YOUR TASK = Starting at the line containing "Spot each fish head here." and ending with the last of the items below, reproduce every line, requests included, and rescale each bounding-box coordinate in the answers by multiplying it by 0.95 and rounding to a whole number, with halves rounded up. Leave the numbers in the requests and their format samples unchanged.

GIVEN DATA =
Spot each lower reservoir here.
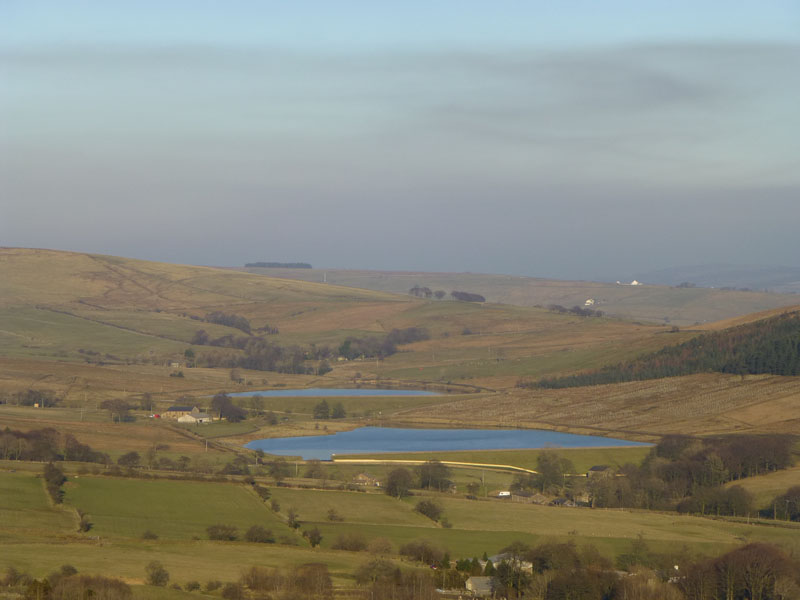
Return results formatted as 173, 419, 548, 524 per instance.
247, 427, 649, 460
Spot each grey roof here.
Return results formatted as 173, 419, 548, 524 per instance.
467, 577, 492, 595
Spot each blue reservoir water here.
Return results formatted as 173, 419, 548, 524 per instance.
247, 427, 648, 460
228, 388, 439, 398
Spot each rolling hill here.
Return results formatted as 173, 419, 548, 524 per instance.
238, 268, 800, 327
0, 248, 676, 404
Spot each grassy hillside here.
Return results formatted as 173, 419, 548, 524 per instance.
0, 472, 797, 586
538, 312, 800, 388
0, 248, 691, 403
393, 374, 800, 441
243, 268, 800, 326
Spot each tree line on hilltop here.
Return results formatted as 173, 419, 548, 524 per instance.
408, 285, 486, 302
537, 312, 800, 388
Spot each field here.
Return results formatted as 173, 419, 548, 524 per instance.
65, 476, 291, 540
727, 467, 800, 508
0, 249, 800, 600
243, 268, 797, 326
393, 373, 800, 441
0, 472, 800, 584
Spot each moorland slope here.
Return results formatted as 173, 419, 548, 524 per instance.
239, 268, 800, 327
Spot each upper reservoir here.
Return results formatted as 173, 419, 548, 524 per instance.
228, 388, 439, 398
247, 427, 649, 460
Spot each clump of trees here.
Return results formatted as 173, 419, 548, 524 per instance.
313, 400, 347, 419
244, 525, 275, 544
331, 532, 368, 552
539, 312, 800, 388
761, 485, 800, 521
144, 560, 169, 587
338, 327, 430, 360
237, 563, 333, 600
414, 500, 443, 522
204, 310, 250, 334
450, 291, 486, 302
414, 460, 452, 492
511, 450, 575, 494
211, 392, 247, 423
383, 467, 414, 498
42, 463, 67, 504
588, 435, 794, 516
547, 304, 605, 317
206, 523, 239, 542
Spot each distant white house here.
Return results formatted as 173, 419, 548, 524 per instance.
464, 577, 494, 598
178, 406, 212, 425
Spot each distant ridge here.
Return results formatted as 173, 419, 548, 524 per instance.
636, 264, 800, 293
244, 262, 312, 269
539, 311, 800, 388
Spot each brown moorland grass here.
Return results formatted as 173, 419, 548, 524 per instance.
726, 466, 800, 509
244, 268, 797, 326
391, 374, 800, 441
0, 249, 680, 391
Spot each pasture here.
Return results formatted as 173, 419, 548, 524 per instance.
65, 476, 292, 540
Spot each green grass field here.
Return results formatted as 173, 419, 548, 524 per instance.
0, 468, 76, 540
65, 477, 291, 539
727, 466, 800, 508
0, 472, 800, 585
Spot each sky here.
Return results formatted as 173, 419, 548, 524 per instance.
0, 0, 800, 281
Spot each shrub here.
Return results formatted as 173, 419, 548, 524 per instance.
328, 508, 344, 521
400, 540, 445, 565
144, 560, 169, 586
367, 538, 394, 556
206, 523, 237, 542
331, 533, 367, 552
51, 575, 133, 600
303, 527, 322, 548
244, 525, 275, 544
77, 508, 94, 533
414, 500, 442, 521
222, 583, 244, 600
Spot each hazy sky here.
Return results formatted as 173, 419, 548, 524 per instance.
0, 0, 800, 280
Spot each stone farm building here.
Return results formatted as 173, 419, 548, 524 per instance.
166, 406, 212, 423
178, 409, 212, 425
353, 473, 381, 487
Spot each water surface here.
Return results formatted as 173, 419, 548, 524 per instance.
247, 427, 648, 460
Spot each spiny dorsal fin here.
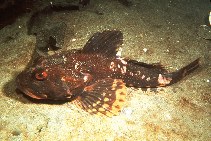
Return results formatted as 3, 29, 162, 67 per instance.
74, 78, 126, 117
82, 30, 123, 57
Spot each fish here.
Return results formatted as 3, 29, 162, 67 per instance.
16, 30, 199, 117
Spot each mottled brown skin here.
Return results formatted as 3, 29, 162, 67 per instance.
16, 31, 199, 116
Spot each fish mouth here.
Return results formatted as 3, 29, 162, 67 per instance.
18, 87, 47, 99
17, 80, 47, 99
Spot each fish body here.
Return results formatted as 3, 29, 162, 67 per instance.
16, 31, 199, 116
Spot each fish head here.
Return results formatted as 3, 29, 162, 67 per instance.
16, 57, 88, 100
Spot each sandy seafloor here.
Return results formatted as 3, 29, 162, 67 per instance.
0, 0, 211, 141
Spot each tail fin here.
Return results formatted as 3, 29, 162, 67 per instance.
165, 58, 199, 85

EXERCISE RESULT =
Spot each fish head here.
Return results formatted as 3, 29, 162, 67 per instance.
15, 54, 84, 95
Spot each sandy seafloor here.
Return results formatted as 3, 29, 162, 67 per instance.
0, 0, 200, 134
Spot each tail fin here.
Return results formatted as 3, 29, 162, 67 per instance.
157, 55, 189, 81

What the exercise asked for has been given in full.